Task directions ::
Format the stretch from the line containing "This photo contains the utility" through the line containing "31 86 302 240" as a numbered list, omitting blank lines.

Extracted information ::
=====

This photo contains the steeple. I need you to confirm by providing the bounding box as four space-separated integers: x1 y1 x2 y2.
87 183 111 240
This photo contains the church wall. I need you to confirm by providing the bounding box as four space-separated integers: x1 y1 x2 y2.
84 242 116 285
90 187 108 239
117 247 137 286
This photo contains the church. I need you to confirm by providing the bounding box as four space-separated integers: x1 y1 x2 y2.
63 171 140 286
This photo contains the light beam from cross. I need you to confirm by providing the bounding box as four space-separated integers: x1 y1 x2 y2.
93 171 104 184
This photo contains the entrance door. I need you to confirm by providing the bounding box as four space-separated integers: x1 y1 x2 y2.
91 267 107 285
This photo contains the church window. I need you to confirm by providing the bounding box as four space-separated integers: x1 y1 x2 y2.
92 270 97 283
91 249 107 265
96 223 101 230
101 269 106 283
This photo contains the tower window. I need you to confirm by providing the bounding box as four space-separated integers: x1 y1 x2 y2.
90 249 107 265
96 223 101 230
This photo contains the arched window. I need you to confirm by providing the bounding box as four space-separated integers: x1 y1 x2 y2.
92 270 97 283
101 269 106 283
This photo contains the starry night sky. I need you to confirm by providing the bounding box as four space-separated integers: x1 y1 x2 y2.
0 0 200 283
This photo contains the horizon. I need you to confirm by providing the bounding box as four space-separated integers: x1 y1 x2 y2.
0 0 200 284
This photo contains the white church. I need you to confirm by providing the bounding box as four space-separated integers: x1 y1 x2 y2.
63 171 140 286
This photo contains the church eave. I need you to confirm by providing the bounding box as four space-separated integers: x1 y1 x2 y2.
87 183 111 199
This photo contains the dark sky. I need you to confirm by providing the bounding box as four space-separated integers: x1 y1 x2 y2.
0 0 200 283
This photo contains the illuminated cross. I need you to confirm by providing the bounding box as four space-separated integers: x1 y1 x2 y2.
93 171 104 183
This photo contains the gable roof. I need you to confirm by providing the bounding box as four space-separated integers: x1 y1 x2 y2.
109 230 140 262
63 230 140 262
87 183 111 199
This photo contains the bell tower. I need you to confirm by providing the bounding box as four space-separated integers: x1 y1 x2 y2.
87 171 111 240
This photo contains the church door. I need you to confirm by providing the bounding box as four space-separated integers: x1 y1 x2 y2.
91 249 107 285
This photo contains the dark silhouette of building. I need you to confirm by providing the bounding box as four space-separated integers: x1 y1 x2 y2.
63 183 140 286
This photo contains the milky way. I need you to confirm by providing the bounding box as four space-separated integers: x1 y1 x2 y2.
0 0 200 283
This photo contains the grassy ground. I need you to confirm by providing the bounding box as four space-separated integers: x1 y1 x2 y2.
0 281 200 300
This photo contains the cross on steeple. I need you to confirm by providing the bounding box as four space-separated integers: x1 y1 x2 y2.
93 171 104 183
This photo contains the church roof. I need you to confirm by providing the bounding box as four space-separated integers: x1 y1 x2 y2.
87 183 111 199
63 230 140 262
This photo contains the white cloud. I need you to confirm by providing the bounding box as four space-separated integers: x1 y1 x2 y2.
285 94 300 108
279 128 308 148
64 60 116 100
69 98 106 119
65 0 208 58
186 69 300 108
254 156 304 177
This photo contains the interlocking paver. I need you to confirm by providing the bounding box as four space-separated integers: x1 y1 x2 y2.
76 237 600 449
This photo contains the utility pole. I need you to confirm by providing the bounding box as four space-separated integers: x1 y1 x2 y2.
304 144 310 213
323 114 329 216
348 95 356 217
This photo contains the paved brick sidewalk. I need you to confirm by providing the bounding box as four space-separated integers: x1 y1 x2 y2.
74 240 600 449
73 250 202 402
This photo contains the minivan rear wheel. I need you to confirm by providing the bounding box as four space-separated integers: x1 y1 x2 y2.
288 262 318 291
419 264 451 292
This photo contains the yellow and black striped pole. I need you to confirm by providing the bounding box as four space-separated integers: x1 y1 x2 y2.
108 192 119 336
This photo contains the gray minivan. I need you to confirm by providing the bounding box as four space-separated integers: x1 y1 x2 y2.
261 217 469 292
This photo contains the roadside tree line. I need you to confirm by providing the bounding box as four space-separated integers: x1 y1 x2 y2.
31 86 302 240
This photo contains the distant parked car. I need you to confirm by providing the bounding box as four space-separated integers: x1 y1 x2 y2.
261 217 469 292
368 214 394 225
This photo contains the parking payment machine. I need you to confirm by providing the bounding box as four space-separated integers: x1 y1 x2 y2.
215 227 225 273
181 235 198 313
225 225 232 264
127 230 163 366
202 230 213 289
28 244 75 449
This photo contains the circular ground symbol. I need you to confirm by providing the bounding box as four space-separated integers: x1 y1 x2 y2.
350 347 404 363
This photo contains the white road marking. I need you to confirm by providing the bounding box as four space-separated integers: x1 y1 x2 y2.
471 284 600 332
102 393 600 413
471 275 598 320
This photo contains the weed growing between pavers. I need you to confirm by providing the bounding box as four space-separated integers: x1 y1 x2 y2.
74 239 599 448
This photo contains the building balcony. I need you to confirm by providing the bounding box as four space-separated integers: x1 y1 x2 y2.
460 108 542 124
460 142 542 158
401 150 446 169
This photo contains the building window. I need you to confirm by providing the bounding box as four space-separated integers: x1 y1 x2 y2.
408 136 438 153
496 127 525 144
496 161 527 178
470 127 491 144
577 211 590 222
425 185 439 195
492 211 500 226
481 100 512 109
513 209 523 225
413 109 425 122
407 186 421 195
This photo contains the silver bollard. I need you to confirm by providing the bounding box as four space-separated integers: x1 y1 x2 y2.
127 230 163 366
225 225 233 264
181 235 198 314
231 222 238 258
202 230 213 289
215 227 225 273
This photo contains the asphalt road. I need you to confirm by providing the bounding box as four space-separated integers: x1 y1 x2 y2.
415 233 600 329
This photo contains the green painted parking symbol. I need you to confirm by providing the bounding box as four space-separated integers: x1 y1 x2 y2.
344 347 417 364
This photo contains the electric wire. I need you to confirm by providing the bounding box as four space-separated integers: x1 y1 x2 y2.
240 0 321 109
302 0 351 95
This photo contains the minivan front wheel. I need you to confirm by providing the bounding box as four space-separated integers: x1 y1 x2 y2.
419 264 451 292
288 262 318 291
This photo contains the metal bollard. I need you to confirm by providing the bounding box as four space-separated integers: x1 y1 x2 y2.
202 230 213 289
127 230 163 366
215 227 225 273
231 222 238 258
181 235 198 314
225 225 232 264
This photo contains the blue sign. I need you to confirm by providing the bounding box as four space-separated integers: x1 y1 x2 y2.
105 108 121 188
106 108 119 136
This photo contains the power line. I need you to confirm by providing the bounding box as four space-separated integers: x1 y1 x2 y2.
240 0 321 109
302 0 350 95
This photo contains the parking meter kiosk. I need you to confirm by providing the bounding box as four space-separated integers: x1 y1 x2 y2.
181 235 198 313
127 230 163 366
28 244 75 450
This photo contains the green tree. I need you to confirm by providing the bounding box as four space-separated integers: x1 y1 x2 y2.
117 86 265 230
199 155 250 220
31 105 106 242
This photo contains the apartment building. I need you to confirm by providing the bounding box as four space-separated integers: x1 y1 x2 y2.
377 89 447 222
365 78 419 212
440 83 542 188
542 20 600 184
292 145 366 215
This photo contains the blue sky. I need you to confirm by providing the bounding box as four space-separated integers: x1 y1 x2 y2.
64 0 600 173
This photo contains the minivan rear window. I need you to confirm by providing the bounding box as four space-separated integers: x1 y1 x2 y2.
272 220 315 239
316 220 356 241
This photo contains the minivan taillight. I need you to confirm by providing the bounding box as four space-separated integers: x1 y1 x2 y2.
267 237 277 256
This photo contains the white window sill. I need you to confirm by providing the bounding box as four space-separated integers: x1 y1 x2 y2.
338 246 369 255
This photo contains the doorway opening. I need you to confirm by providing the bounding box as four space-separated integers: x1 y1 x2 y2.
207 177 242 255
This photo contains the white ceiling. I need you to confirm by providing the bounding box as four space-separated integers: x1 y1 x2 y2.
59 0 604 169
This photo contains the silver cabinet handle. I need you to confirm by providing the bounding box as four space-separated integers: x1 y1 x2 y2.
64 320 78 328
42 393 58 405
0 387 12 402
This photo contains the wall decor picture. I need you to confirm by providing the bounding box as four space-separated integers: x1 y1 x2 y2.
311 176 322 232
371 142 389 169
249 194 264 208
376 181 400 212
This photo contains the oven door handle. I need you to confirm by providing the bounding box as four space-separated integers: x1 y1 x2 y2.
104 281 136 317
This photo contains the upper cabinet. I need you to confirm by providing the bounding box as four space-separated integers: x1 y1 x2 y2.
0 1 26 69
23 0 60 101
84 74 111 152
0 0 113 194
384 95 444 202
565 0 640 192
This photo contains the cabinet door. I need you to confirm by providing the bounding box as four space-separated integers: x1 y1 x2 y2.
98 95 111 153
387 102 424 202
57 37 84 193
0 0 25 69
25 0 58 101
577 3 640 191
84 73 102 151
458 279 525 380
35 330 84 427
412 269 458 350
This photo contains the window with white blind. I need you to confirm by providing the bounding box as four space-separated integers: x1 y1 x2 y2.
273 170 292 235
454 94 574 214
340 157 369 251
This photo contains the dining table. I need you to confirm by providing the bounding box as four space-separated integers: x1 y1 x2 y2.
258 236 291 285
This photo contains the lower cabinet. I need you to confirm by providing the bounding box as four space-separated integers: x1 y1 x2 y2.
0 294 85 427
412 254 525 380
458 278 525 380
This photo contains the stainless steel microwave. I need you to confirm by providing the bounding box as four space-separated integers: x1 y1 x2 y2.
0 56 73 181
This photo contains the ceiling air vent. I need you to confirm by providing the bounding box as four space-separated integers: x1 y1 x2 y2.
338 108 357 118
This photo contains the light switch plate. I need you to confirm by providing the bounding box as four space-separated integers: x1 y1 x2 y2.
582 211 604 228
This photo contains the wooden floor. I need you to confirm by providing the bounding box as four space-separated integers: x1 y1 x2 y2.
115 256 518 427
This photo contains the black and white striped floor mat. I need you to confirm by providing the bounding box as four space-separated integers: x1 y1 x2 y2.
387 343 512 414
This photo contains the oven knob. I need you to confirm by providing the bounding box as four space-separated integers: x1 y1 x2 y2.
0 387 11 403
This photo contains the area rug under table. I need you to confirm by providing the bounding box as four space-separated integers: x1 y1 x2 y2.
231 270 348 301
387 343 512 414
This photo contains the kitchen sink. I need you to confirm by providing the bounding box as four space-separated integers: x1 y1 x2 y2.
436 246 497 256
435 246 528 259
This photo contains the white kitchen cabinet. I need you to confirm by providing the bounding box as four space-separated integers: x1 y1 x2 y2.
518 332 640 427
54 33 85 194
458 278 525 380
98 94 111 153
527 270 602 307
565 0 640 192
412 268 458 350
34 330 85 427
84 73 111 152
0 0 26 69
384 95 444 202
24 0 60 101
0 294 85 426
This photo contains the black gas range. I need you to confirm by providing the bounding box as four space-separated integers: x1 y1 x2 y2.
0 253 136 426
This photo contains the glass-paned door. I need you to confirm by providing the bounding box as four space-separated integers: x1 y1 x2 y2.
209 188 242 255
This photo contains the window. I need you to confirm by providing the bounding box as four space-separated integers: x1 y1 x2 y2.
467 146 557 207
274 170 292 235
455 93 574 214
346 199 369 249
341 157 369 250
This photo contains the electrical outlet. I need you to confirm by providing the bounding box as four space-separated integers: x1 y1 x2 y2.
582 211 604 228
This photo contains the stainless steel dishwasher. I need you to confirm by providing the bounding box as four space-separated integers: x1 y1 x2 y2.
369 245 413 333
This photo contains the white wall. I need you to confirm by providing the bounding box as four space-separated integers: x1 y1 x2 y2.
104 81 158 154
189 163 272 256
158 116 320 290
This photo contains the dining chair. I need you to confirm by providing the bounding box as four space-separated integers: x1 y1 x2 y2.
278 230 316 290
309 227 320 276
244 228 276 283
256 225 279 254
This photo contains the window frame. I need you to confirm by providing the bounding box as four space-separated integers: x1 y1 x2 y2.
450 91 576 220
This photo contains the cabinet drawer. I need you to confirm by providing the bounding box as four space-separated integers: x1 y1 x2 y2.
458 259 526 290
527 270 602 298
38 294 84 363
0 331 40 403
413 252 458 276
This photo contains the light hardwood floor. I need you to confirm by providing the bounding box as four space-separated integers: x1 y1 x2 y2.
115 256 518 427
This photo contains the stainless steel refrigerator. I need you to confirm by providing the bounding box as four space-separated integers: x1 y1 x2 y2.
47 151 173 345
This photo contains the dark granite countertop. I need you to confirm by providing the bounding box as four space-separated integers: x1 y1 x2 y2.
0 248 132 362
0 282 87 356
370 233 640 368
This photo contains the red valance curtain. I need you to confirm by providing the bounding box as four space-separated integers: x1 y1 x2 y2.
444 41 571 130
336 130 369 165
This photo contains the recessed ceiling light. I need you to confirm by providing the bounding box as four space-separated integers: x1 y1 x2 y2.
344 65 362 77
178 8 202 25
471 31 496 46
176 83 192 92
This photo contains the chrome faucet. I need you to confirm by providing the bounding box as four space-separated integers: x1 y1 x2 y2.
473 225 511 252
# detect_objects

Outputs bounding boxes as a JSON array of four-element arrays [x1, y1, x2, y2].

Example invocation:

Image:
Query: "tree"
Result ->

=====

Complete output ::
1. This photo contains the utility pole. I need you to confirm by providing the bounding box as four space-separated integers: x1 y1 x2 y2.
2. 304 144 310 213
3. 323 114 329 216
4. 348 95 356 217
5. This photo contains the paved brick sidewalk. I need you to confirm by providing the bounding box as four space-separated integers: x1 y1 x2 y2.
6. 74 240 600 449
7. 73 250 202 402
8. This photo contains the minivan rear wheel. I need you to confirm by providing the bounding box as four space-separated integers: x1 y1 x2 y2.
9. 288 262 318 291
10. 419 264 451 292
11. This photo contains the yellow and black striped pole. I need you to confirm by providing the bounding box as four space-separated integers: x1 y1 x2 y2.
12. 108 192 119 336
13. This photo contains the gray minivan. I need you to confirm by providing the bounding box as four space-separated integers: x1 y1 x2 y2.
14. 261 217 469 292
15. This photo contains the roadside tree line. I need you to confirm by providing the bounding box as four space-separated integers: x1 y1 x2 y2.
16. 31 86 302 240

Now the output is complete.